## Start SOURCE RECORDS

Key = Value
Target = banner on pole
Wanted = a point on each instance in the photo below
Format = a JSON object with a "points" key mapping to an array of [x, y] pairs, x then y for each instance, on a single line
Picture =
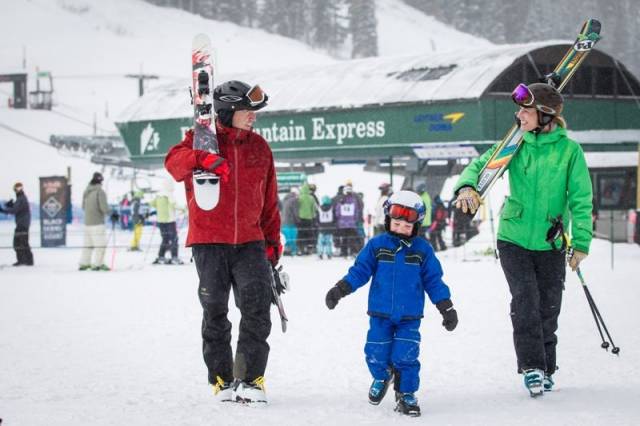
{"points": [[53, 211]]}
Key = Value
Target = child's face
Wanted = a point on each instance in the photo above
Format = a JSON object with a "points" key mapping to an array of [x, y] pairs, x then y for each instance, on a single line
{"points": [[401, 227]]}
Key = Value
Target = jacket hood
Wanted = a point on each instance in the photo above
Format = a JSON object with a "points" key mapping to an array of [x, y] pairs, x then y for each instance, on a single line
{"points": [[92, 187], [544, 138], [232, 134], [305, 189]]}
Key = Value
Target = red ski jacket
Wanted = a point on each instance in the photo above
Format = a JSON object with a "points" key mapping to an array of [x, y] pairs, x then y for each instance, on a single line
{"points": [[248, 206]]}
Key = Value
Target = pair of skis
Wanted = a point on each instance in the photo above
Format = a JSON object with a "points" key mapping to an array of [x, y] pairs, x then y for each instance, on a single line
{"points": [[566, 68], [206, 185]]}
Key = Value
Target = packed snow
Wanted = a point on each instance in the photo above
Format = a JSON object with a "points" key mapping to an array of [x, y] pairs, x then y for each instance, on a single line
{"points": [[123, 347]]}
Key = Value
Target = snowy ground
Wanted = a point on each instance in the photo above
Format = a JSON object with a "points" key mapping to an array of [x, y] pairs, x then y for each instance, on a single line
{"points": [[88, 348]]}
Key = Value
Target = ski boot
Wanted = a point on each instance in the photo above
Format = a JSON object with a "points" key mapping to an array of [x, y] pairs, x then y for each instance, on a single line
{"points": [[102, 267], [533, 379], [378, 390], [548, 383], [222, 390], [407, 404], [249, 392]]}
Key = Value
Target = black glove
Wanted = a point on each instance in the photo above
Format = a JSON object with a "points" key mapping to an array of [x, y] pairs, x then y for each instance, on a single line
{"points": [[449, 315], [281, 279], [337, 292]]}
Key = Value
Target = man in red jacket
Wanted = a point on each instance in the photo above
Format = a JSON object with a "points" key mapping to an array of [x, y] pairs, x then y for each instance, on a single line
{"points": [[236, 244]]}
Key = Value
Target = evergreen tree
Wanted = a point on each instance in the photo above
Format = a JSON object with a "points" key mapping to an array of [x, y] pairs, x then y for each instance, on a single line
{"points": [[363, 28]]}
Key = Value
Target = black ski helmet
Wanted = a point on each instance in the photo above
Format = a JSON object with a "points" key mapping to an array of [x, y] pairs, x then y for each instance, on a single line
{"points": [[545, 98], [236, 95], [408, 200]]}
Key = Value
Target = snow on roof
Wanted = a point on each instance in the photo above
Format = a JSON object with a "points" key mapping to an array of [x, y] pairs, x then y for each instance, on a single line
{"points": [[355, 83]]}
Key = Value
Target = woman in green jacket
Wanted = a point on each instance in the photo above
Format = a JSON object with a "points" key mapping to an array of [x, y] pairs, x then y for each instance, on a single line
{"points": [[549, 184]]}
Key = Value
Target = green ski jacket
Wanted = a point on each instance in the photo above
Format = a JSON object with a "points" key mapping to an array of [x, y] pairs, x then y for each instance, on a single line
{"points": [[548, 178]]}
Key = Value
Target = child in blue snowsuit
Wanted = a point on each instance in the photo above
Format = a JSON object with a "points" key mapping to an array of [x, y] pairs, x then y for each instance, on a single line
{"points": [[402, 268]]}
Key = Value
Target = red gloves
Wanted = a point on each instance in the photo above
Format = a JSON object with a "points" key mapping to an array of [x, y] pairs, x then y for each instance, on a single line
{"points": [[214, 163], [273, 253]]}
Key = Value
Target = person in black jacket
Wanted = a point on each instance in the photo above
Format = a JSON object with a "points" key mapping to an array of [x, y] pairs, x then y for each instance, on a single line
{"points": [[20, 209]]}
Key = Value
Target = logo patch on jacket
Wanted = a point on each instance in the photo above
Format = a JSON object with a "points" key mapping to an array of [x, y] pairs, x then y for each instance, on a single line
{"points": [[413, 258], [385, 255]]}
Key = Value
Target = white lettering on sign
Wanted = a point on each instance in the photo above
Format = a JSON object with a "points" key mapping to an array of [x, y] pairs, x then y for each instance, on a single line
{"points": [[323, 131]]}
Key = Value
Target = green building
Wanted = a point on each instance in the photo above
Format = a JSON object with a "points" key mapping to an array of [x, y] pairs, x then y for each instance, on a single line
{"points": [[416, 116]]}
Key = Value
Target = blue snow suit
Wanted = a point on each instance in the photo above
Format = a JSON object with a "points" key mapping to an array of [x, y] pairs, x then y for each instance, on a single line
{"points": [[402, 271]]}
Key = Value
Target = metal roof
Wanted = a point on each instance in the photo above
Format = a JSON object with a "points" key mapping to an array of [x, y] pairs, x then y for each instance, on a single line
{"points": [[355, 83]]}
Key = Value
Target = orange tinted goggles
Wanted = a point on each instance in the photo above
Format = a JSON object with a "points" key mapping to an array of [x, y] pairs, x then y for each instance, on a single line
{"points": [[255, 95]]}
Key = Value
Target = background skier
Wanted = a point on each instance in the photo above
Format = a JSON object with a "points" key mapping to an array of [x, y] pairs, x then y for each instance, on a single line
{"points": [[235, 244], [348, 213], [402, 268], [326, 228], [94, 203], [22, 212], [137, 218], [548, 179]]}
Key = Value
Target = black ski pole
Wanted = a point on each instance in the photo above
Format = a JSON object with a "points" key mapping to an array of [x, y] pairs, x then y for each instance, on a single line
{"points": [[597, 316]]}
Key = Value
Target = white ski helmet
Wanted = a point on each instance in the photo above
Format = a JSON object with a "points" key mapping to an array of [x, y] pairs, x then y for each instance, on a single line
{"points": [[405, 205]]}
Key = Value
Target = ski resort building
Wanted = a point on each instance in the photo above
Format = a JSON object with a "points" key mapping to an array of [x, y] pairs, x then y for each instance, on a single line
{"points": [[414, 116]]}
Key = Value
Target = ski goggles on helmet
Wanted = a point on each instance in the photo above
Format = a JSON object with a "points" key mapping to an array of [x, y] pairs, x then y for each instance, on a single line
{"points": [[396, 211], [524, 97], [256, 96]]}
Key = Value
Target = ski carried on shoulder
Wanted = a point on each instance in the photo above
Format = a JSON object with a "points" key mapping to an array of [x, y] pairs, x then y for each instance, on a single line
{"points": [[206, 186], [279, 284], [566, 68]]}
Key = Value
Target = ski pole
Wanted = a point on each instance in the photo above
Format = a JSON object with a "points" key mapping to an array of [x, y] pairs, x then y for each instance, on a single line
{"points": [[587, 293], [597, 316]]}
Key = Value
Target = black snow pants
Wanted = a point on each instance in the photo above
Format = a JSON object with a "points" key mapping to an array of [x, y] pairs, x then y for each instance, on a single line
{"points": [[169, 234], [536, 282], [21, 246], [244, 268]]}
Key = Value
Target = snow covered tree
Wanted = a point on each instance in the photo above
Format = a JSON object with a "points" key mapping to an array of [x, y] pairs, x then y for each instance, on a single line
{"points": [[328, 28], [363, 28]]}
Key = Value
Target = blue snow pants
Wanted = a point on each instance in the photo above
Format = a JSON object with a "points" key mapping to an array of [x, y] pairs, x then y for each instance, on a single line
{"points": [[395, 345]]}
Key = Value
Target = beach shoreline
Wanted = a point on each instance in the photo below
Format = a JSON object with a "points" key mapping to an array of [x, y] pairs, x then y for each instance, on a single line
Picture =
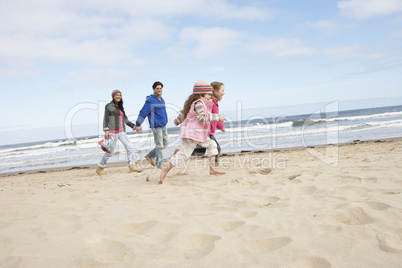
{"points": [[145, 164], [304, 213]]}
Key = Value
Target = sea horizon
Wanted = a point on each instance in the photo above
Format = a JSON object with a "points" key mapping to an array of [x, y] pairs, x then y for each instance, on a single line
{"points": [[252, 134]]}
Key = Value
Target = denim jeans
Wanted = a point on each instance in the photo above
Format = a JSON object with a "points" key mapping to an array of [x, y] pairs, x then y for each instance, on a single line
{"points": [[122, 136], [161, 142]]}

## End SOURCE RECORDS

Please locate each line in the data above that contains the string "building" and copy those lines out in full. Matching is case-sensitive.

» RESULT:
Target = green building
Target = ski resort building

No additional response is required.